Document extract:
----

Ulrick & Short has launched a campaign to raise awareness of the options for clean-label healthy reformulation, while also assisting in understanding the implications of upcoming HFSS legislation.
HFSS legislation is designed to improve the nutritional profiles of food in the UK. From October 2022, products from more than 15 categories will be given a health score based upon their levels of saturated fat, sugar, calories & salt, as well as fibre, protein, and fruit, veg & nut content. If products score 4 or more, they will be subject to restrictions on marketing, volume promotions & in-store placements.
Ulrick & Short’s R&D Manager, Danni Schroeter, said: “We have 4 main avenues through which we can help with healthy reformulation & HFSS scores.” These are fat reduction, sugar reduction, protein fortification and fibre fortification. The company says it can enable a 50% reduction in fat and sugar, replacing the functional properties of both, while it can enrich products with proteins and fibre for better nutritional profiles and claims. The company says all of this can be achieved with little to no impact on product flavour.
The company is also offering reformulation training designed to demonstrate ways of improving health scores & nutritional profiles specific to manufacturers’ applications.
It has made various strategic partnerships to strengthen its reformulation offering. Head of Marketing & Communications at U&S, Robert Lambert, said: “We have expanded our expertise & worked with academic & commercial partners to become an authority on healthy reformulation”.
Lambert added: “In the academic sphere, we have partnered with Harper Adams Food Technology Department – we’re collaborating with students to develop a clean-label, plant-based & HFSS compliant snacking product using U&S ingredient technologies.”
The company recently partnered with Food and Drink Federation Scotland’s Reformul8 Partnership. The initiative offers advice to Scottish manufacturers in order to improve nutritional profiles, as well as “linking up all the stakeholders involved in getting a healthier, reformulated product onto the dinner table.”
Joanne Burns, Reformulation for Health Manager at Food and Drink Federation Scotland, said, “Food producers cannot reformulate alone… The Partnership connects multiple stakeholders involved in reformulation… includ[ing] ingredient suppliers, food manufacturers to wholesalers, retail, catering, and industry stakeholders.”

----

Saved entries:
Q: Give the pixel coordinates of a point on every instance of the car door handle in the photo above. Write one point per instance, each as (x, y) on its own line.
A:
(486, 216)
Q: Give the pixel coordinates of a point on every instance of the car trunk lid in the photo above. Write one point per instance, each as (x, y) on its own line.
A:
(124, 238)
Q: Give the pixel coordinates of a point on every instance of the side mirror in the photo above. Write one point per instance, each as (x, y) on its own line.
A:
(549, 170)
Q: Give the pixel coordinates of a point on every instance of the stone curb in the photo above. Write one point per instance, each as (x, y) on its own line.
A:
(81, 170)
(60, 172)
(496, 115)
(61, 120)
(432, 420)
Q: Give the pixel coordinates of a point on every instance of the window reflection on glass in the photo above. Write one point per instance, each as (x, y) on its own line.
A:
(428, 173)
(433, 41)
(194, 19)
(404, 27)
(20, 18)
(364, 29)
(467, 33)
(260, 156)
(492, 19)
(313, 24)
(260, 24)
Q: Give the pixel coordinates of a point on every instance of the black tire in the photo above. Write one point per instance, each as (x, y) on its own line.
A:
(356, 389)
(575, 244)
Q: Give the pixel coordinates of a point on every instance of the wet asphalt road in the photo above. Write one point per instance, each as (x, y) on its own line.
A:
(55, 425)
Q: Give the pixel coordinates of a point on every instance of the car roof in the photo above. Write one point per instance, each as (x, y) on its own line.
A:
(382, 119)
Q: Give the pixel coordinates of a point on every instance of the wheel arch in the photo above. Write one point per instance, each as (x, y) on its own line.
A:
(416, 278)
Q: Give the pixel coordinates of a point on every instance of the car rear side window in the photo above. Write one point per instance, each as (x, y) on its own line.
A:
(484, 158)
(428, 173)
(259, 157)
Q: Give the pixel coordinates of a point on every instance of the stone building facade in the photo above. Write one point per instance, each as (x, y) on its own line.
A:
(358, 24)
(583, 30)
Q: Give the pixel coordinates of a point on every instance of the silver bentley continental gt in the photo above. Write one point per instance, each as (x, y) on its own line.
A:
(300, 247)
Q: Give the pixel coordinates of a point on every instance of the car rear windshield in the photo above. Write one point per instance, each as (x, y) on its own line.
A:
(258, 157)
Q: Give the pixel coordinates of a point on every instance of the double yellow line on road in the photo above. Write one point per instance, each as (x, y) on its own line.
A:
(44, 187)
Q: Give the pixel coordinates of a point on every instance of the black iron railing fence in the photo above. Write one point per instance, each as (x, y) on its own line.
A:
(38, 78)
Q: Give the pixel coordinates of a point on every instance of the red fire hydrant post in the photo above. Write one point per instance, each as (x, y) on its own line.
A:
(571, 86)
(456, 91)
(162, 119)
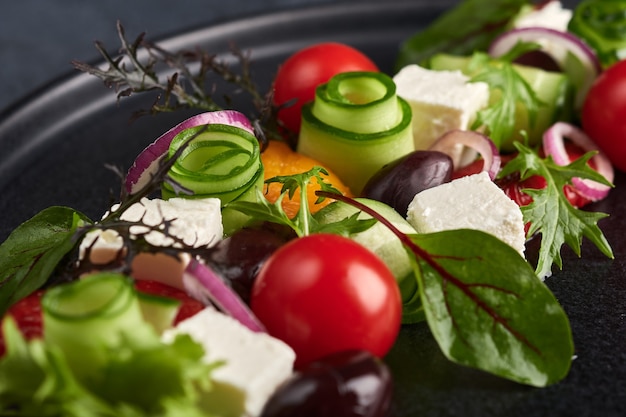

----

Task instructions:
1. Copy the passage from the article on Ulrick & Short's reformulation campaign, from "Ulrick & Short’s" up to and including "on product flavour.".
2. In the article on Ulrick & Short's reformulation campaign, what health score makes a product subject to HFSS restrictions?
3. Render this sentence from the article on Ulrick & Short's reformulation campaign into Spanish: "The company is also offering reformulation training designed to demonstrate ways of improving health scores & nutritional profiles specific to manufacturers’ applications."

Answers for this exercise:
1.
Ulrick & Short’s R&D Manager, Danni Schroeter, said: “We have 4 main avenues through which we can help with healthy reformulation & HFSS scores.” These are fat reduction, sugar reduction, protein fortification and fibre fortification. The company says it can enable a 50% reduction in fat and sugar, replacing the functional properties of both, while it can enrich products with proteins and fibre for better nutritional profiles and claims. The company says all of this can be achieved with little to no impact on product flavour.

2. A score of 4 or more.

3. La empresa también ofrece formación en reformulación diseñada para demostrar formas de mejorar las puntuaciones de salud y los perfiles nutricionales específicos de las aplicaciones de los fabricantes.